- [Directions]:
1 > In the integration walkthrough, what substitution is made for x?
2 > Carry on the integration walkthrough from its final line.

- [Excerpt provided]:
# How do you integrate int 1/sqrt(x^2-49)dx using trigonometric substitution?

Jan 4, 2016

For $x > 7$,
$\int \frac{1}{\sqrt{{x}^{2} - 49}} \mathrm{dx} = \ln \left(\sqrt{{x}^{2} - 49} + x\right) + C$.

For $x < - 7$,
$\int \frac{1}{\sqrt{{x}^{2} - 49}} \mathrm{dx} = - \ln \left(\sqrt{{x}^{2} - 49} - x\right) + C$.

Where $C$ is the constant of integration.

#### Explanation:

Use the identity ${\sec}^{2} u - 1 \equiv {\tan}^{2} u$.

Substitute $x = 7 \sec u$.

For $x > 7$, let $0 < \setminus u < \setminus \frac{\pi}{2}$.

$\frac{\mathrm{dx}}{\mathrm{du}} = 7 \sec u \tan u$

$\int \frac{1}{\sqrt{{x}^{2} - 49}} \mathrm{dx} = \int \frac{1}{\sqrt{{x}^{2} - 49}} \frac{\mathrm{dx}}{\mathrm{du}} \mathrm{du}$

$= \int \frac{1}{\sqrt{{\left(7 \sec u\right)}^{2} - 49}} \left(7 \sec u \tan u\right) \mathrm{du}$

$= \int \frac{7 \sec u \tan u}{7 \sqrt{{\sec}^{2} u - 1}} \mathrm{du}$

$= \int \sec u \frac{\tan u}{\sqrt{{\tan}^{2} u}} \mathrm{du}$

Since $0 < \setminus u < \setminus \frac{\pi}{2}$, $\sqrt{{\tan}^{2} u} \equiv \tan u$.

$\int \sec u \frac{\tan u}{\sqrt{{\tan}^{2} u}} \mathrm{du} = \int \sec u \mathrm{du}$

$= \ln | \sec u + \tan u | + {C}_{1}$, where ${C}_{1}$ is an integration constant.

- [Material provided]:
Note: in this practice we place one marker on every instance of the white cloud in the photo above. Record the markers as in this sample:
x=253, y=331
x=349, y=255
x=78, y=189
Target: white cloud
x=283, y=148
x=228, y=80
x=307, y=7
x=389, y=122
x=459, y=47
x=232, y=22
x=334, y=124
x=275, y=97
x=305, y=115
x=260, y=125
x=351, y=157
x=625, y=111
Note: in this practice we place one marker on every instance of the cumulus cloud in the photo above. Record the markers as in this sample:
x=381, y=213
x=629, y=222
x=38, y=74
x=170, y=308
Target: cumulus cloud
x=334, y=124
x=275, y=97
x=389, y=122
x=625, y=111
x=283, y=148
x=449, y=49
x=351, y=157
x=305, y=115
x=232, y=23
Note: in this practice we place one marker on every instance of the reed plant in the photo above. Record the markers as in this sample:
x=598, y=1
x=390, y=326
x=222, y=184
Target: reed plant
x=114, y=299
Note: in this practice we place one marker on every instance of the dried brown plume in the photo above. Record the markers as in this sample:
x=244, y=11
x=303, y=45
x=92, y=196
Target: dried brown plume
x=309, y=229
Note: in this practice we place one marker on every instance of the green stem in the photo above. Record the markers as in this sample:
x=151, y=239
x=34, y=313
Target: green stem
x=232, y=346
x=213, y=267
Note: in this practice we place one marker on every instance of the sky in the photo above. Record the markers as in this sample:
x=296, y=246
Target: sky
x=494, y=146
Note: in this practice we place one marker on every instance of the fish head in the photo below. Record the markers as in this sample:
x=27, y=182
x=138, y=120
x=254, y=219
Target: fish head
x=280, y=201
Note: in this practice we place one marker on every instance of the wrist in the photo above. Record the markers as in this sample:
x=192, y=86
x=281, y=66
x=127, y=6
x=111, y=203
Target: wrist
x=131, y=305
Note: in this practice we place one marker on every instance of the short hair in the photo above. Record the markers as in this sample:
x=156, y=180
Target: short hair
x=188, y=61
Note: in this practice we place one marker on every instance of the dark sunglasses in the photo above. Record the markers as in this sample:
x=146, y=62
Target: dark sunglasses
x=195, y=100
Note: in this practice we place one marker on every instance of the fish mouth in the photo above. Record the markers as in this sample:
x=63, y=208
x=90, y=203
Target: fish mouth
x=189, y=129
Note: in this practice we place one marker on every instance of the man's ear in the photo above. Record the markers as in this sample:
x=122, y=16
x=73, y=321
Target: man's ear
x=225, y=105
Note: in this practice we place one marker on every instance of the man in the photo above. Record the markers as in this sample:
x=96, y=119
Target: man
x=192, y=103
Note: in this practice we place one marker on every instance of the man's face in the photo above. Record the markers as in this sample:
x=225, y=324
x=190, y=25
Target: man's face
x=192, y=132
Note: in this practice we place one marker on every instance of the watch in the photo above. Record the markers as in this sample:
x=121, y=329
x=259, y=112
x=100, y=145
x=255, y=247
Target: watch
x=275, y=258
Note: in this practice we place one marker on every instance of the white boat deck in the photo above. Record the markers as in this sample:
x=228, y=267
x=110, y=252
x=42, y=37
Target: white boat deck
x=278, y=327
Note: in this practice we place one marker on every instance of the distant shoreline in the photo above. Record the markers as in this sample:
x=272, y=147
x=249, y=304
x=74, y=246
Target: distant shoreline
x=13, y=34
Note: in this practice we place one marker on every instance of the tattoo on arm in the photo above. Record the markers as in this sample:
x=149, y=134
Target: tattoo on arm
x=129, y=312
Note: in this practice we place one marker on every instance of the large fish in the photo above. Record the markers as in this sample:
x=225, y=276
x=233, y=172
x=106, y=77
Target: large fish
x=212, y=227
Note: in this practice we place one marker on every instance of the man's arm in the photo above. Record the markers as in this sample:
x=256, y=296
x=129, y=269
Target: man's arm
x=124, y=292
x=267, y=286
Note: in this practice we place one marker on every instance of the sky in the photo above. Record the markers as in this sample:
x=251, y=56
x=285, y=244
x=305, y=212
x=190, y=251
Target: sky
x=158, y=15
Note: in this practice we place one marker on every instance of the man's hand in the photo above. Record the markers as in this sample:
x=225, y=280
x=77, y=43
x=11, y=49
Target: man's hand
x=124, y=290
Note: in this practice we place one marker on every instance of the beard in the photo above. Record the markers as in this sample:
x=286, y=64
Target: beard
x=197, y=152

- [Answers to the exercises]:
1 > x = 7 sec u

2 >
$= \ln \left(\sec u + \tan u\right) + {C}_{1}$

$= \ln \left(7 \sec u + 7 \tan u\right) + {C}_{2}$, where ${C}_{2} = {C}_{1} - \ln 7$.

$= \ln \left(x + \sqrt{{x}^{2} - 49}\right) + {C}_{2}$

For $x < - 7$, let $\frac{\pi}{2} < \setminus u < \setminus \pi$, then $\sqrt{{\tan}^{2} u} \equiv - \tan u$.

$\int \sec u \frac{\tan u}{\sqrt{{\tan}^{2} u}} \mathrm{du} = - \int \sec u \mathrm{du}$

$= - \ln | \sec u + \tan u | + {C}_{3}$, where ${C}_{3}$ is an integration constant.

$= - \ln \left(- \sec u - \tan u\right) + {C}_{3}$

$= - \ln \left(- 7 \sec u - 7 \tan u\right) + {C}_{4}$, where ${C}_{4} = {C}_{3} + \ln 7$.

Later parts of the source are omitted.